** Start **

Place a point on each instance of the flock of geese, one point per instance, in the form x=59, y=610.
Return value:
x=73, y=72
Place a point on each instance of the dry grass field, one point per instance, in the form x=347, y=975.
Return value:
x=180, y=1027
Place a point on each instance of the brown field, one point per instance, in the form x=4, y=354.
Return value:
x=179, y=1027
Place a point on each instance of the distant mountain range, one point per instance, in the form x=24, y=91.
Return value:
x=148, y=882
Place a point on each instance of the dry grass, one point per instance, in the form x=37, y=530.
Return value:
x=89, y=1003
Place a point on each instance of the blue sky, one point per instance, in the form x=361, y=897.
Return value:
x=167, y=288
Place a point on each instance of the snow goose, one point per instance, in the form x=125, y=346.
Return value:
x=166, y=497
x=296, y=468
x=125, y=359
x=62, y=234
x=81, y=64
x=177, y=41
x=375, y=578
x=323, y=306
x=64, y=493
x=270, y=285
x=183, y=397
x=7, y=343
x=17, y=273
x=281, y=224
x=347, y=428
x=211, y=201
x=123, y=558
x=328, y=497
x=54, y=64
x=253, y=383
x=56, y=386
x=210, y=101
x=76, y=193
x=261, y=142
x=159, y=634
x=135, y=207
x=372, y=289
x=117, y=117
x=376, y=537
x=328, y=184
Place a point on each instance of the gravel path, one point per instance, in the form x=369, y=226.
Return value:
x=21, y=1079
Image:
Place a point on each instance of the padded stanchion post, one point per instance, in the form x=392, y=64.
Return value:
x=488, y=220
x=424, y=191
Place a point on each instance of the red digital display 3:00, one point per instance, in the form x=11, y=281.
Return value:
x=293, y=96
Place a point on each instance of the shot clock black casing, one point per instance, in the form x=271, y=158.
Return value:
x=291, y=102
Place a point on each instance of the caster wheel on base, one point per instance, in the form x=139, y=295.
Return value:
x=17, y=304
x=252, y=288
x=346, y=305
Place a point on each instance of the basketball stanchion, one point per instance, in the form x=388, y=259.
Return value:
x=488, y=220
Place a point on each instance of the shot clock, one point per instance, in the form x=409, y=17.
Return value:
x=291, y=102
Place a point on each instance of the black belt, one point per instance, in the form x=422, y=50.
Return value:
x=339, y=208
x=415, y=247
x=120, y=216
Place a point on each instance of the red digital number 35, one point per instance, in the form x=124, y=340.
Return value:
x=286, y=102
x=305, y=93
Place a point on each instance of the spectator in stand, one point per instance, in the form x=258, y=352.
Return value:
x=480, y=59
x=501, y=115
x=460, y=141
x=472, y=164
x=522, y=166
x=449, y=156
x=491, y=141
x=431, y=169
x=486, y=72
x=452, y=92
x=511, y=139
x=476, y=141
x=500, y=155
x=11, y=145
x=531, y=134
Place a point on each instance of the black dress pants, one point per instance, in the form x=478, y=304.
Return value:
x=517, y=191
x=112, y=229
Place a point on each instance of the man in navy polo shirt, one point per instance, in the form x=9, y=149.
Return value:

** End **

Task to complete: Only the lines from the one containing "Place a point on each instance of the red digital number" through the end of the entries above belong in the answer; repeat them exactly.

Reply to the task:
Place a point on each instance of the red digital number 35, one point per instance, in the form x=124, y=340.
Return value:
x=286, y=102
x=305, y=93
Place a point on each instance of the spectator in stand, one point per instance, in the form x=258, y=352.
Return value:
x=480, y=59
x=501, y=115
x=460, y=141
x=472, y=164
x=522, y=166
x=449, y=156
x=491, y=141
x=431, y=169
x=486, y=72
x=452, y=92
x=511, y=139
x=476, y=141
x=500, y=155
x=11, y=145
x=531, y=134
Place a point on each instance of the black dress pants, one point per instance, in the form x=478, y=304.
Return value:
x=517, y=191
x=112, y=229
Place a point on each instance of the man in navy polo shirt, one point per instance, in the form x=9, y=149.
Return value:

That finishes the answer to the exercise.